Extracted data entries
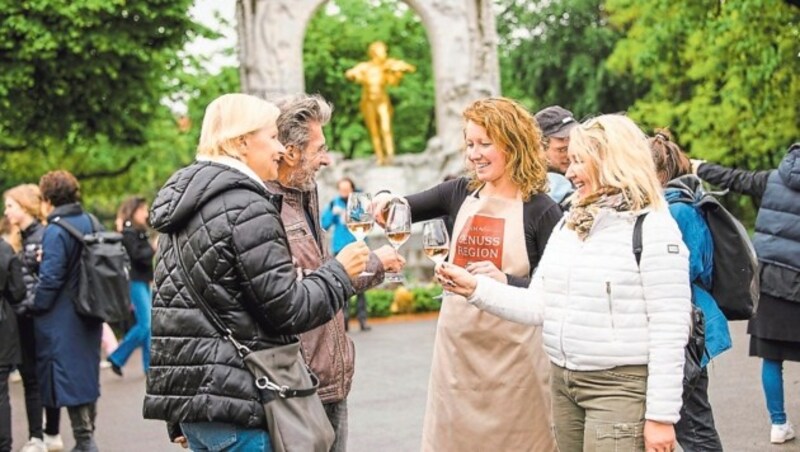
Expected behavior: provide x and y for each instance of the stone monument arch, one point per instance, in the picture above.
(462, 34)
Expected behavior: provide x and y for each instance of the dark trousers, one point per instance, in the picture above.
(696, 431)
(361, 311)
(33, 400)
(82, 419)
(5, 410)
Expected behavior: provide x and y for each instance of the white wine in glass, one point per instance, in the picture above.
(398, 230)
(359, 217)
(436, 243)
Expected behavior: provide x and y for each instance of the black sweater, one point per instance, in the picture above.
(540, 214)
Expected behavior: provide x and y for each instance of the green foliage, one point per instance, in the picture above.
(337, 39)
(113, 130)
(553, 52)
(379, 301)
(724, 76)
(423, 298)
(86, 68)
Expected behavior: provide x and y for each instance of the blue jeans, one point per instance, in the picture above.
(772, 381)
(139, 335)
(219, 437)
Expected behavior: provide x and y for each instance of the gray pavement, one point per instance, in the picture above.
(388, 398)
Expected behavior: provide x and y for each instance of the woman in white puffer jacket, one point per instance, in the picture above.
(614, 329)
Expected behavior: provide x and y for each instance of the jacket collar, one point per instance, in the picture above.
(31, 229)
(65, 210)
(232, 163)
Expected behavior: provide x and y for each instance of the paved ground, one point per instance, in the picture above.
(388, 398)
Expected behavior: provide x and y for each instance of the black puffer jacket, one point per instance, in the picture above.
(31, 244)
(230, 235)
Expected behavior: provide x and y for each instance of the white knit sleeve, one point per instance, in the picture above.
(516, 304)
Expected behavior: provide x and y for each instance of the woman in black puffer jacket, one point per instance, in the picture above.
(217, 213)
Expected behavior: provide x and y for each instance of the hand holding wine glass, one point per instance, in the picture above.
(359, 217)
(398, 231)
(436, 243)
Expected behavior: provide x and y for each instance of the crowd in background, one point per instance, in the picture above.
(570, 336)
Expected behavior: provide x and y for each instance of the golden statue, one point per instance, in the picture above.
(374, 75)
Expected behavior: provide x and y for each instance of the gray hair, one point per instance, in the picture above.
(297, 112)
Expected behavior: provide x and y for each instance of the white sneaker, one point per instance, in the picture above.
(781, 433)
(54, 443)
(34, 445)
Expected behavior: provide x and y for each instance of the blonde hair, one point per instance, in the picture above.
(230, 117)
(29, 199)
(514, 131)
(619, 152)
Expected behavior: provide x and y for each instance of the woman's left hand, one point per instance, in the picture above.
(659, 437)
(488, 269)
(456, 280)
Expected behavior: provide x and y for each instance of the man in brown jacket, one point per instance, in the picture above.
(327, 349)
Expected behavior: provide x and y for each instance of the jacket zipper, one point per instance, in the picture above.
(611, 308)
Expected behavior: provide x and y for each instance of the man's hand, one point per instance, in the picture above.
(391, 260)
(488, 269)
(659, 437)
(354, 258)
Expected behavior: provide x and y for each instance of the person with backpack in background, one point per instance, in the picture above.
(334, 217)
(555, 123)
(134, 214)
(695, 430)
(23, 209)
(774, 332)
(67, 344)
(12, 291)
(614, 328)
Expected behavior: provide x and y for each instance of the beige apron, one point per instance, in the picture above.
(489, 385)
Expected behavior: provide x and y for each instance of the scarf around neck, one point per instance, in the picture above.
(582, 215)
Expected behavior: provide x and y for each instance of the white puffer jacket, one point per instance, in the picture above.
(601, 310)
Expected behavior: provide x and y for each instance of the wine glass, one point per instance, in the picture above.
(359, 217)
(398, 230)
(436, 243)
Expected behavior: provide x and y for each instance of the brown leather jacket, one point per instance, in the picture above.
(328, 349)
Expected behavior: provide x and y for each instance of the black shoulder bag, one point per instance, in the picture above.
(296, 419)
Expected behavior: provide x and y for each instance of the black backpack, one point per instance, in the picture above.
(103, 283)
(696, 346)
(735, 285)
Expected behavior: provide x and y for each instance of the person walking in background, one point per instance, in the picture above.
(67, 345)
(556, 123)
(218, 214)
(23, 209)
(774, 335)
(695, 430)
(329, 352)
(614, 328)
(333, 219)
(12, 291)
(134, 214)
(489, 377)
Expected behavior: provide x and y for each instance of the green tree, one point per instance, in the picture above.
(724, 76)
(337, 39)
(554, 52)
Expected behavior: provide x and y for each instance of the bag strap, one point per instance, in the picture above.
(73, 231)
(637, 238)
(212, 316)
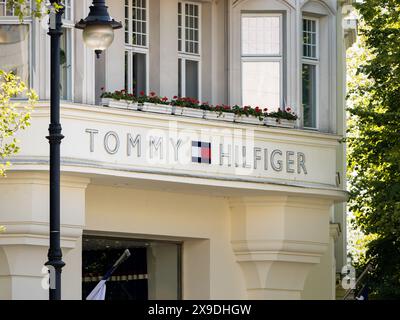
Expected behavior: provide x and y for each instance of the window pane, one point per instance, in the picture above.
(14, 50)
(192, 79)
(139, 72)
(126, 65)
(179, 77)
(309, 38)
(261, 35)
(261, 84)
(191, 25)
(309, 95)
(139, 21)
(65, 64)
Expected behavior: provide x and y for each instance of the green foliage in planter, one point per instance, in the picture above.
(286, 114)
(187, 102)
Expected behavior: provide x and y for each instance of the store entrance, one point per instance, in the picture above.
(151, 272)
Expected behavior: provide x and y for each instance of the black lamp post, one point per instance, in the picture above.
(98, 34)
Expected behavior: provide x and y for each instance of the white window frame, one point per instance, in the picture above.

Problem description
Rewrite the listing from the line with "the black lamp" through its end, keeping the requests, and increase each coordinate in the answers by 3.

Written response
Expected behavior: provide x and y for each instance of the black lamp post, one point per instance, in the picture above.
(101, 37)
Expected behavior: provide x and y for each instance of the white window frame, one point per instance, in the picture above.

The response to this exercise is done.